» **Given problem**: Could you swap "mountainside" for "slope" in the items from the very start through the line holding "pixel 590 311", inclusive, changing nothing else and leaving the pictures out?

::::::::

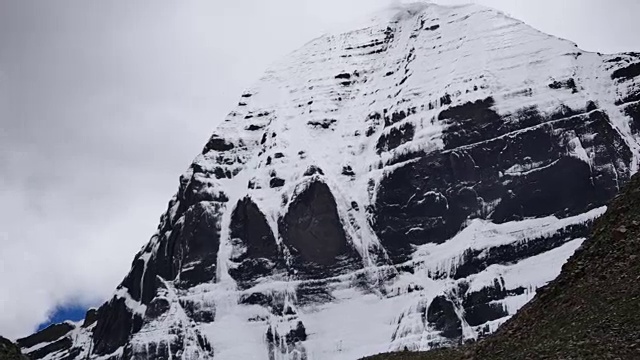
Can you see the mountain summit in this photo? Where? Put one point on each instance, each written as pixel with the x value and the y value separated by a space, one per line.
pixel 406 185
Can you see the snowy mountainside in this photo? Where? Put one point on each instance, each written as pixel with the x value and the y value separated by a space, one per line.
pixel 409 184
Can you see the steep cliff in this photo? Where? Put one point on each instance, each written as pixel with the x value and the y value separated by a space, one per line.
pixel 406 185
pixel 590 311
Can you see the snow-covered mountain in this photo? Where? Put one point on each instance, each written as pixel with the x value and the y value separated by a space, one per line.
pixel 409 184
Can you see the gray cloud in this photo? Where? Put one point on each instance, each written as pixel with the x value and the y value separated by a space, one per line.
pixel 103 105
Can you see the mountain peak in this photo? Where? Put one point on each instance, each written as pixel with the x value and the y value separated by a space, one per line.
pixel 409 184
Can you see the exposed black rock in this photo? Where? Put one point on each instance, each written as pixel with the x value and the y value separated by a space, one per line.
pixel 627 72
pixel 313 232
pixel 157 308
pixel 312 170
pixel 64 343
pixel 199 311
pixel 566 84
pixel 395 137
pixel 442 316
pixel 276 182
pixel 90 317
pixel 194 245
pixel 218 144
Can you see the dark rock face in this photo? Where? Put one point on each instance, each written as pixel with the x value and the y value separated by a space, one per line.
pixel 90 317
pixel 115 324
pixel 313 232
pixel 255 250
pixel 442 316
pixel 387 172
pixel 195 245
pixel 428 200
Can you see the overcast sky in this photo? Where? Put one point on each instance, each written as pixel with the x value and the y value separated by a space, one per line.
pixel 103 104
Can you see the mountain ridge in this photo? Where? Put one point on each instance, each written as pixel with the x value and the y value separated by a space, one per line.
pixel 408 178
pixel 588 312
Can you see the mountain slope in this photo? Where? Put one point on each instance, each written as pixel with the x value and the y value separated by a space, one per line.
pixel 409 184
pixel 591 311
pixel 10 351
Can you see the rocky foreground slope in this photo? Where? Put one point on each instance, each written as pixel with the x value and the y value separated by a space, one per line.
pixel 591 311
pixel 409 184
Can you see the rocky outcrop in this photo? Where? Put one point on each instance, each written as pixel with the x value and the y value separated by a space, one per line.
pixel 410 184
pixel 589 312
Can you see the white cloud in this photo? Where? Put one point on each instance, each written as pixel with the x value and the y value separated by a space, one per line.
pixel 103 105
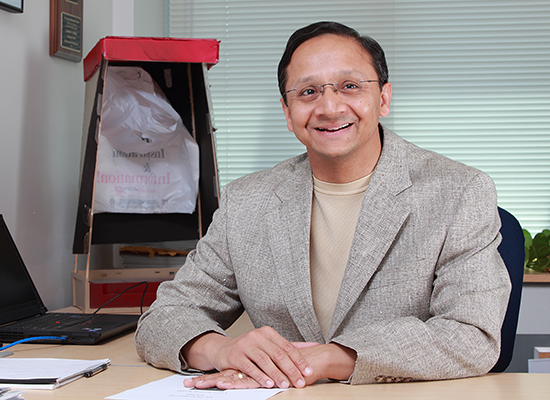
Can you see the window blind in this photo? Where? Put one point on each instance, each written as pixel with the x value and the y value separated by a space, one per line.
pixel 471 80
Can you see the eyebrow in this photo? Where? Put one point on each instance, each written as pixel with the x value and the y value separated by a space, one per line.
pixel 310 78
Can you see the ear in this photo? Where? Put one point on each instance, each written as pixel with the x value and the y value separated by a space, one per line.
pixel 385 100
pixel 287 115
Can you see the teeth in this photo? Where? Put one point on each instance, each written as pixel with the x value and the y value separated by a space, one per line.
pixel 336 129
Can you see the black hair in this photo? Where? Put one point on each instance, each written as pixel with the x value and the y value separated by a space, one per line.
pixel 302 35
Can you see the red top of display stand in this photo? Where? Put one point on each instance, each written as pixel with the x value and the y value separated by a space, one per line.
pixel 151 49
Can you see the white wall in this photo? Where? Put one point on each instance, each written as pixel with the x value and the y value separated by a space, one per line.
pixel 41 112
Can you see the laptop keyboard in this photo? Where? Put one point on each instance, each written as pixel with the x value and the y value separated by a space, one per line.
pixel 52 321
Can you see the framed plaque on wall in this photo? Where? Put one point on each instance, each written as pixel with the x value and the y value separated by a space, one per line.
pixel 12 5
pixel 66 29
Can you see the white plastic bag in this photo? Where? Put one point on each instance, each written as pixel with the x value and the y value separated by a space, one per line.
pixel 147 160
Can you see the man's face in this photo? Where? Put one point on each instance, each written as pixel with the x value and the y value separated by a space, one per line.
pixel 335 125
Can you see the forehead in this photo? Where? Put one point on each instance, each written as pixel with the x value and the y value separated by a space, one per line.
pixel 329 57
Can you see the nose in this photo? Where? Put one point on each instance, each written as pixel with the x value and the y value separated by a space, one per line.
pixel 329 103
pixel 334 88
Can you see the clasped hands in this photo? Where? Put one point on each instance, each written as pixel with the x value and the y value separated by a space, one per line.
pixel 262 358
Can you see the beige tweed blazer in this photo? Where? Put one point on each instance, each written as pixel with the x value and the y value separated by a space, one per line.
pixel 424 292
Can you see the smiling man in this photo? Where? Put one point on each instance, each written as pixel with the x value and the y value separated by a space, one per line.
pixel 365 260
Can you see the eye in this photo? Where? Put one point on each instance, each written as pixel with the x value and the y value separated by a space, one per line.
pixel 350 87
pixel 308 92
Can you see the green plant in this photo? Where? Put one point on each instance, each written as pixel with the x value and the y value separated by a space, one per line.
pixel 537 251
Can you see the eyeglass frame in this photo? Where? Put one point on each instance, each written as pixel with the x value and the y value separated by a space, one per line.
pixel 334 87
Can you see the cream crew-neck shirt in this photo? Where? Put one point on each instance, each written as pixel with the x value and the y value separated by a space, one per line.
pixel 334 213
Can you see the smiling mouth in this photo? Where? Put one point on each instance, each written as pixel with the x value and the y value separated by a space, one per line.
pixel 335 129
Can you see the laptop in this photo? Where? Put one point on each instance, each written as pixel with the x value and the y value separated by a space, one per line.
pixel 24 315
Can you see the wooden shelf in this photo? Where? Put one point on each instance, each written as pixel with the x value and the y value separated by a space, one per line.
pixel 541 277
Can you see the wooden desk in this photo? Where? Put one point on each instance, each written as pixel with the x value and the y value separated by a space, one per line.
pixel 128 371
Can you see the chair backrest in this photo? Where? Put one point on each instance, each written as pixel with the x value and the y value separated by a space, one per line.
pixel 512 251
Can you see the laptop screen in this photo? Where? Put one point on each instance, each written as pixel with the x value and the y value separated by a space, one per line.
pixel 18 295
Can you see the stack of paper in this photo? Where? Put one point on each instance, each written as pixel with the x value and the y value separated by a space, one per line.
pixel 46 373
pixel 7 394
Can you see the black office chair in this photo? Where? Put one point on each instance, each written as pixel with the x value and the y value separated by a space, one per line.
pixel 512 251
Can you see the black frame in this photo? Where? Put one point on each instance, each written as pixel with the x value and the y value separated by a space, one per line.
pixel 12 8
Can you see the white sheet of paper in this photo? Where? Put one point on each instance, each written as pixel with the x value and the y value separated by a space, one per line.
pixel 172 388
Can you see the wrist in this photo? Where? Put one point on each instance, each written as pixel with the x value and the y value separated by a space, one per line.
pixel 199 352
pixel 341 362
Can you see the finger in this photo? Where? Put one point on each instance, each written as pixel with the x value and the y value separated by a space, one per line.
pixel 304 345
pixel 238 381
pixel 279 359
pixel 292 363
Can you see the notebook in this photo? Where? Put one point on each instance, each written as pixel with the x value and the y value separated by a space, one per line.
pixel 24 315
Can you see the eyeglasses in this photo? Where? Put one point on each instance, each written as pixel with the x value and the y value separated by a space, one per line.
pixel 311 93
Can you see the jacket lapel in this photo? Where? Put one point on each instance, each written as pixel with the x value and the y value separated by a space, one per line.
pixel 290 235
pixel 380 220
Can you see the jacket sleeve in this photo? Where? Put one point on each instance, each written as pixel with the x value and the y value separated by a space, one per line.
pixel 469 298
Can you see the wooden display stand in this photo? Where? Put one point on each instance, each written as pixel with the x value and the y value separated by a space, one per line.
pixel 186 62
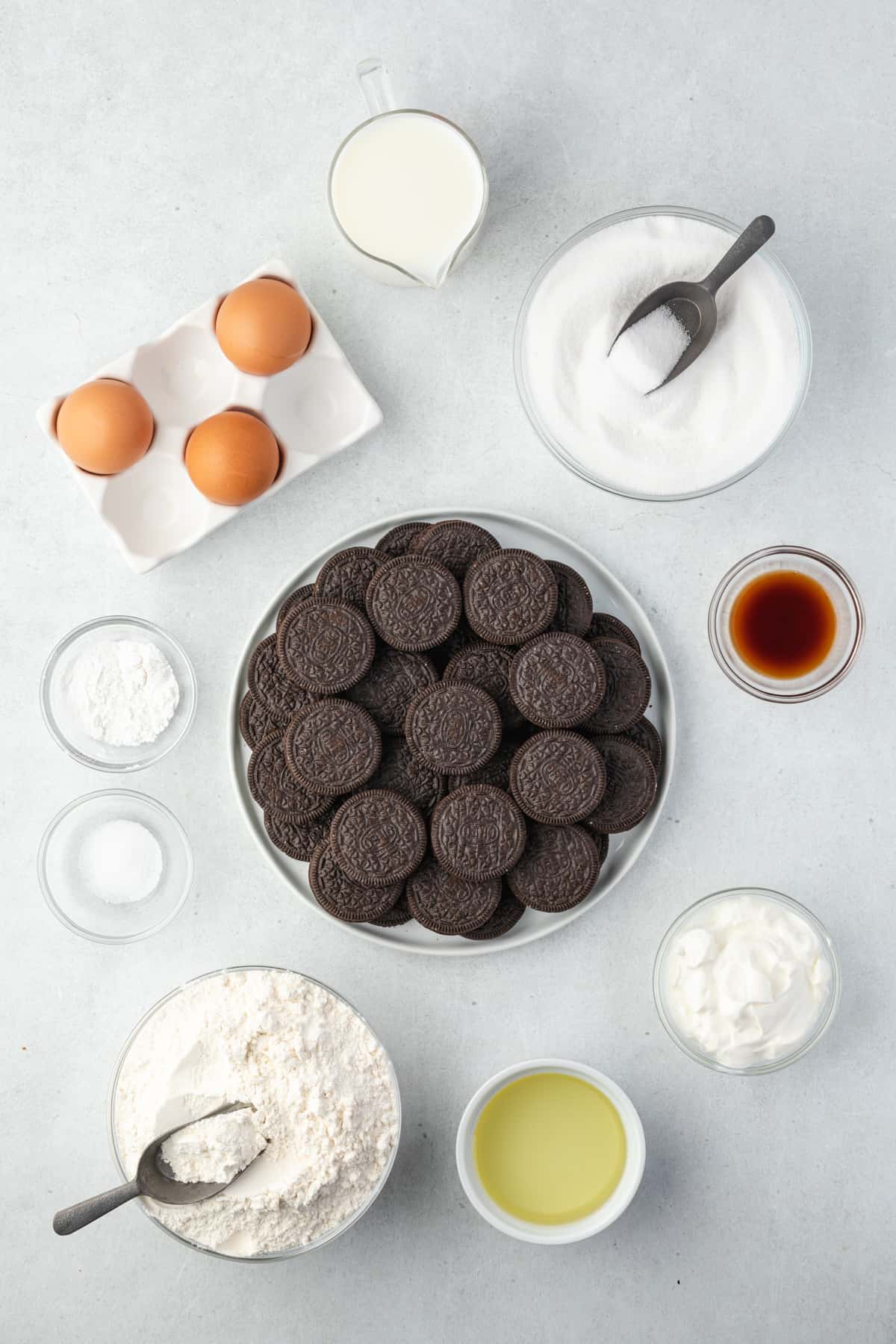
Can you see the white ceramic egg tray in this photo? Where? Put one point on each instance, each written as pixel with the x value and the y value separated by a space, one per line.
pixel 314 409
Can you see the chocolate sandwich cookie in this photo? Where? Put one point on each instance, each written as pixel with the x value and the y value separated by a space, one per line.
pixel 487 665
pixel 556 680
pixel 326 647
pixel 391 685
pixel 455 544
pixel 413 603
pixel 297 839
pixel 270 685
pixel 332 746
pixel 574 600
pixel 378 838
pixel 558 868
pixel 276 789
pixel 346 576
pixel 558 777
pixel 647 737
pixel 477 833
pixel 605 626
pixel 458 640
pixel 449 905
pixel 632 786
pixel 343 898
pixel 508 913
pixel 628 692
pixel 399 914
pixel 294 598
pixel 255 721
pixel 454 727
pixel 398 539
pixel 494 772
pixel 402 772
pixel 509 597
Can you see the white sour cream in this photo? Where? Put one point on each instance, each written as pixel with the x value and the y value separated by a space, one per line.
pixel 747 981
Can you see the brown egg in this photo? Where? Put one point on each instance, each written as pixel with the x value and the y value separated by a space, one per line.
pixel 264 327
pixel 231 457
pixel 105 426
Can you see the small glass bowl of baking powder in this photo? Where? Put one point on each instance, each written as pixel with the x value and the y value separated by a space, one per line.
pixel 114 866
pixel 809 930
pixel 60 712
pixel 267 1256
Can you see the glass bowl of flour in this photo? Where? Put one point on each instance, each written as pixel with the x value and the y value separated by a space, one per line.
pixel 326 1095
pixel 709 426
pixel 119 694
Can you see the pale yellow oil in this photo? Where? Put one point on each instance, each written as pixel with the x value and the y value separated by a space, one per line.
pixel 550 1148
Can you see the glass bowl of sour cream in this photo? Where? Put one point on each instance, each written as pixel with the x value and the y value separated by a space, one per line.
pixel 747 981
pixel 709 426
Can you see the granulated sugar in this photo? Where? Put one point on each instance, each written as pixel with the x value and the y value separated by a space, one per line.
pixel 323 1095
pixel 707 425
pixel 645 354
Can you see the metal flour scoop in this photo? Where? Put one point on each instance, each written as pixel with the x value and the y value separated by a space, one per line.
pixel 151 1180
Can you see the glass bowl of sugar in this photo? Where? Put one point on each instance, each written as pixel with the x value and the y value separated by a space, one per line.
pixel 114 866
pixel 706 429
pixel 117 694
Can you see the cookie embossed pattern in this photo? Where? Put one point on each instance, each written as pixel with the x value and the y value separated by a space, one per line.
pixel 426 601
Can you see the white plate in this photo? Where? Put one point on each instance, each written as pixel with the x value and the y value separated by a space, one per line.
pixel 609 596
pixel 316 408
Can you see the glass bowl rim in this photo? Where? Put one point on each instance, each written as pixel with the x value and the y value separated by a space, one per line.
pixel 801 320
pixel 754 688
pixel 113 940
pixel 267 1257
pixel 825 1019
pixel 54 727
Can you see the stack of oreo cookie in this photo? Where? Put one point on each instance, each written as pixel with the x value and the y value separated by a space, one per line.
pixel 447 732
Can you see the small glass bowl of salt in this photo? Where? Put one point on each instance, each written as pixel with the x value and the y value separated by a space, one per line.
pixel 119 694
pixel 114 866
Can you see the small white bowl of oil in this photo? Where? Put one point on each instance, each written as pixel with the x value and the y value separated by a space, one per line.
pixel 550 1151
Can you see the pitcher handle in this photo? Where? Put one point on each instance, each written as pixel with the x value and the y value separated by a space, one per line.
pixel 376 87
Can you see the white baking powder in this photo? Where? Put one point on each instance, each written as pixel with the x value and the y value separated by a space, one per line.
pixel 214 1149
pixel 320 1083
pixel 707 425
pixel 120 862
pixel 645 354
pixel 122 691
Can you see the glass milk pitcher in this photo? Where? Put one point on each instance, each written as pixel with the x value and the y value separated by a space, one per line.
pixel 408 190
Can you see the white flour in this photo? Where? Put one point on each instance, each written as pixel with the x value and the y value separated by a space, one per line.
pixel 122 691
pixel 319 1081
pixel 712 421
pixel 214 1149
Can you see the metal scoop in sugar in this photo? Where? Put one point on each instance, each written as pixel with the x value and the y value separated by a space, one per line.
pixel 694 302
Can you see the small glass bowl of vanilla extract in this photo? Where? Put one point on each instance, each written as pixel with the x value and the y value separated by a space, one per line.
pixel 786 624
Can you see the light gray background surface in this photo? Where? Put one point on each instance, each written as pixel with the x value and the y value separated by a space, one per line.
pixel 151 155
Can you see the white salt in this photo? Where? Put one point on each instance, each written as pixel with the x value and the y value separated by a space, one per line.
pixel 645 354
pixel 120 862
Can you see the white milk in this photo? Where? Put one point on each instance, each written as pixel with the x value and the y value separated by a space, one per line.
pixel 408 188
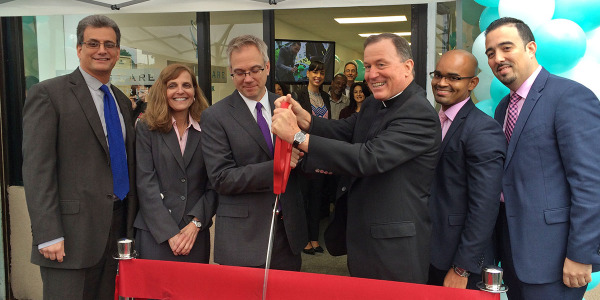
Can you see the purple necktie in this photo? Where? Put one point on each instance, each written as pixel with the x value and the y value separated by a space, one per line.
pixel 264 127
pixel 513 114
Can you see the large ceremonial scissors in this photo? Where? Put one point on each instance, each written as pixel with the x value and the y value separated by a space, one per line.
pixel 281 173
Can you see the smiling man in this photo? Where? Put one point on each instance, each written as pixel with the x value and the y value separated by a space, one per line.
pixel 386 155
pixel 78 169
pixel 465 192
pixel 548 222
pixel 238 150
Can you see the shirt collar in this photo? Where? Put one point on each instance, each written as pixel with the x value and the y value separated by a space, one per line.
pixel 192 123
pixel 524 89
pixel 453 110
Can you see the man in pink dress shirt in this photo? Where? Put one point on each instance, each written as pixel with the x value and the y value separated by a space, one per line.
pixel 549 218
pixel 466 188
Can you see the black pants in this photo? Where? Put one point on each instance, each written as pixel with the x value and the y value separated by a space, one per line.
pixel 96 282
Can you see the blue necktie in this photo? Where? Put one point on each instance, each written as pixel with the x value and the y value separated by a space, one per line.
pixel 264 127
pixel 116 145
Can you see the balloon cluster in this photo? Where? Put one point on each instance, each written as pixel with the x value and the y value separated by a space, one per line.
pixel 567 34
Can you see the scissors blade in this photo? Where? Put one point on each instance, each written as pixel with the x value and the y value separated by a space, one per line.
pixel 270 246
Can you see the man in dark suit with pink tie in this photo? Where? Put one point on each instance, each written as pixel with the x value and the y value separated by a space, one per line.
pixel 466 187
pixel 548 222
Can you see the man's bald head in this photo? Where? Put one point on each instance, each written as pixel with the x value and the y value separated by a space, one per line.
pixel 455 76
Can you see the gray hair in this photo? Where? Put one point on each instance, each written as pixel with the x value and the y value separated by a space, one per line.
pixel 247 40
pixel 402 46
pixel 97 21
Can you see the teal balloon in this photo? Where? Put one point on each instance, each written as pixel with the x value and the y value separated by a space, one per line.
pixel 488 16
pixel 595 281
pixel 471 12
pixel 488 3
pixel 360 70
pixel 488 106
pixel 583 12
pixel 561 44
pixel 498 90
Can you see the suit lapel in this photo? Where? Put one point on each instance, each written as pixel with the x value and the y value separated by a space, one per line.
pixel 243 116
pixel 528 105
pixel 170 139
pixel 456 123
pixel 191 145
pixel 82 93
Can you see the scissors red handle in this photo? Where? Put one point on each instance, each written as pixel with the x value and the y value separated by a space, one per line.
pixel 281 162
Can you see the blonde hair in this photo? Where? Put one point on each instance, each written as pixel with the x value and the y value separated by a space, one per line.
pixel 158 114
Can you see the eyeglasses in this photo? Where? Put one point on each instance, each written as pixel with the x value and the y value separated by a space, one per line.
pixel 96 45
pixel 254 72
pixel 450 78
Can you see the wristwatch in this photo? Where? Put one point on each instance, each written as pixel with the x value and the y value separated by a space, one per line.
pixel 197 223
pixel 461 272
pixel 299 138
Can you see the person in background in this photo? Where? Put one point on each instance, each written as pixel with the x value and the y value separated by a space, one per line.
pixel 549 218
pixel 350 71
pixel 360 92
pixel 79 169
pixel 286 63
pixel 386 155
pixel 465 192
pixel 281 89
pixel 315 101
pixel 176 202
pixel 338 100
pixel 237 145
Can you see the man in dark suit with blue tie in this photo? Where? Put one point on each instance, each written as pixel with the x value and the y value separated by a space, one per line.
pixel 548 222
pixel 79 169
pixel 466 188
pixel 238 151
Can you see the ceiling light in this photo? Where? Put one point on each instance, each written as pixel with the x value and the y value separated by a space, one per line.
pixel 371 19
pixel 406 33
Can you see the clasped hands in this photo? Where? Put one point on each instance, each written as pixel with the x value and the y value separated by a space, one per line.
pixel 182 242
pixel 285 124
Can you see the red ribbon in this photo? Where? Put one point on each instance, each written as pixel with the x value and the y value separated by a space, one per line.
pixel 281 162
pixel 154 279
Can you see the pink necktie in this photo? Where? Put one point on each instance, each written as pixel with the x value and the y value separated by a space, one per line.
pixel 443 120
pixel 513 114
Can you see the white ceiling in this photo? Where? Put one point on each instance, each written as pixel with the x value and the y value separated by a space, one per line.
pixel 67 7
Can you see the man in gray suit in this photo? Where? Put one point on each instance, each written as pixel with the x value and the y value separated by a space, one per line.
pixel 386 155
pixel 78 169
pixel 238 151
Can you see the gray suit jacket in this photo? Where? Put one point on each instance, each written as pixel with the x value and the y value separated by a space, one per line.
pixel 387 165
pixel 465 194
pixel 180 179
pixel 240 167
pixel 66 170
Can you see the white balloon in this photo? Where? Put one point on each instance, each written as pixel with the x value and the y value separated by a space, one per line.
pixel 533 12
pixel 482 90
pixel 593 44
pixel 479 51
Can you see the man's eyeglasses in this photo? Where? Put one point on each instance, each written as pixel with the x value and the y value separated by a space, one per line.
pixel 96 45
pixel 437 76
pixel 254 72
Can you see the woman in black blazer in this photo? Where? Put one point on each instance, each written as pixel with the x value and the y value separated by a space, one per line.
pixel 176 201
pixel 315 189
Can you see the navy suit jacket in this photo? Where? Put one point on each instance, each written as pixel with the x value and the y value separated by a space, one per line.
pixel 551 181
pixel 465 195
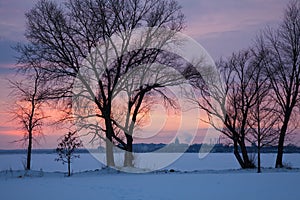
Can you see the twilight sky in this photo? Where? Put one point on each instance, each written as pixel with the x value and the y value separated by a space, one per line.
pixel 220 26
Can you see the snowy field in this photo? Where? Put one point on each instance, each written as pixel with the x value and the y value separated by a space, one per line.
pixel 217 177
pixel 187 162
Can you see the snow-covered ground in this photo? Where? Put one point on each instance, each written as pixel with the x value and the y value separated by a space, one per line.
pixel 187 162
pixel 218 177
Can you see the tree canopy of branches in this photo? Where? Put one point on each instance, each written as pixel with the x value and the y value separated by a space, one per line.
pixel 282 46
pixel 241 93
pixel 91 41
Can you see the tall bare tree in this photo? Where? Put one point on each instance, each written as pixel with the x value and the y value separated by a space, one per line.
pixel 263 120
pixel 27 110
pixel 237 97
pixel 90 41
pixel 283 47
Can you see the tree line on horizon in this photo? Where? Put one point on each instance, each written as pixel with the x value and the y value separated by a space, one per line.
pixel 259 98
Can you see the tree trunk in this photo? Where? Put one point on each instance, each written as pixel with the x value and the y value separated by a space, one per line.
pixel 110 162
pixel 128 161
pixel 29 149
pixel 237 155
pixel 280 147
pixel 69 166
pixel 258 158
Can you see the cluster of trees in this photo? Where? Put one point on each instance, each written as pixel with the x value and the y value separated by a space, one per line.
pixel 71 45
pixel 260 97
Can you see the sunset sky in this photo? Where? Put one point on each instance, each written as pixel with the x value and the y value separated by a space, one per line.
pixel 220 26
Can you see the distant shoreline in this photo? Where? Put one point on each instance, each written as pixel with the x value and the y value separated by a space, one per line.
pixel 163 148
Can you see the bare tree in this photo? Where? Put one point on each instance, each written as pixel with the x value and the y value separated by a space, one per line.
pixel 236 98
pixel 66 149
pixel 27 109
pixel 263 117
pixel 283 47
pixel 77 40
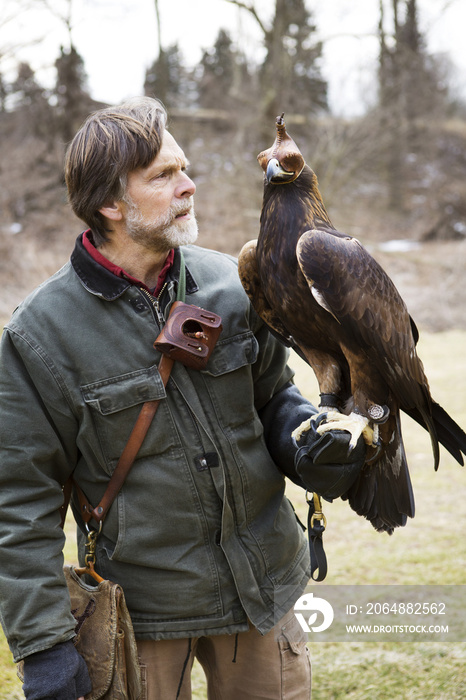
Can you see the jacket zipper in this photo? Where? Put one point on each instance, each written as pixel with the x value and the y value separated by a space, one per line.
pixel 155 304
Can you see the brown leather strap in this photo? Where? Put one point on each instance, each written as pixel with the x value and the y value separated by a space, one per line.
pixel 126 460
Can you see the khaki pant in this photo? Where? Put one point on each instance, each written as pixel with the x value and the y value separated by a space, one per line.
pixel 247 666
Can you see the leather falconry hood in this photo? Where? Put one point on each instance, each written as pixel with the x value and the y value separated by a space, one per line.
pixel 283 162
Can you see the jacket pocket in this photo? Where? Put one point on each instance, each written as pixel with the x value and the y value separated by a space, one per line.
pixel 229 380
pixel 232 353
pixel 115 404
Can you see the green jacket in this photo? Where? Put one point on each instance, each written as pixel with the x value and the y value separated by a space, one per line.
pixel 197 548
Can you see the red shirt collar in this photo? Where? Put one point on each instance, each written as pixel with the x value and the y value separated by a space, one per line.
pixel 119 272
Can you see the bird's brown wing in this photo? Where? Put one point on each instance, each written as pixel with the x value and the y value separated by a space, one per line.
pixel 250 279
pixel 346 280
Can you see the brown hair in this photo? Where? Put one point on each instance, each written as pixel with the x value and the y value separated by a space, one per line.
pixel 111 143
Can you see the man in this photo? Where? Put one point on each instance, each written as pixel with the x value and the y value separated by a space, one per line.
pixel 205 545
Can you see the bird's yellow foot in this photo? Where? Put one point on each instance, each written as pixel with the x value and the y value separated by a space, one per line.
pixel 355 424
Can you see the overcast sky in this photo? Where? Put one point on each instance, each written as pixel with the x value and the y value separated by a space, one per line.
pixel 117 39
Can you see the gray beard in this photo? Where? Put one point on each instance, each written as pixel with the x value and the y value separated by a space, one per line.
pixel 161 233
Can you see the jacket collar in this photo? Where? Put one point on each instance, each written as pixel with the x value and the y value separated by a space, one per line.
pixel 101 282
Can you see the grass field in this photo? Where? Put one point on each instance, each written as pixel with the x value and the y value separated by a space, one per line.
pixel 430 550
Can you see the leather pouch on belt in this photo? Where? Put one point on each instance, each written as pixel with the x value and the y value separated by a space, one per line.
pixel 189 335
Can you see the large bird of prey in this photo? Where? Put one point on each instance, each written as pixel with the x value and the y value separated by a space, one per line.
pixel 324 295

::::::::

» **Written response**:
Can you see the mountain summit in this photo? Where? Put one point on each instance, each written as pixel with the x value and the y value separated by a space, one per line.
pixel 406 185
Can you see the snowy slope in this photo? Where? Put one point on each instance, each written as pixel with the x value and the y value separated by a space, one per line.
pixel 409 184
Can you see the steep cliff in this photo? Where? Put one point on each instance, each written as pixel with the x value and the y value separated by a space, one per line.
pixel 406 185
pixel 590 311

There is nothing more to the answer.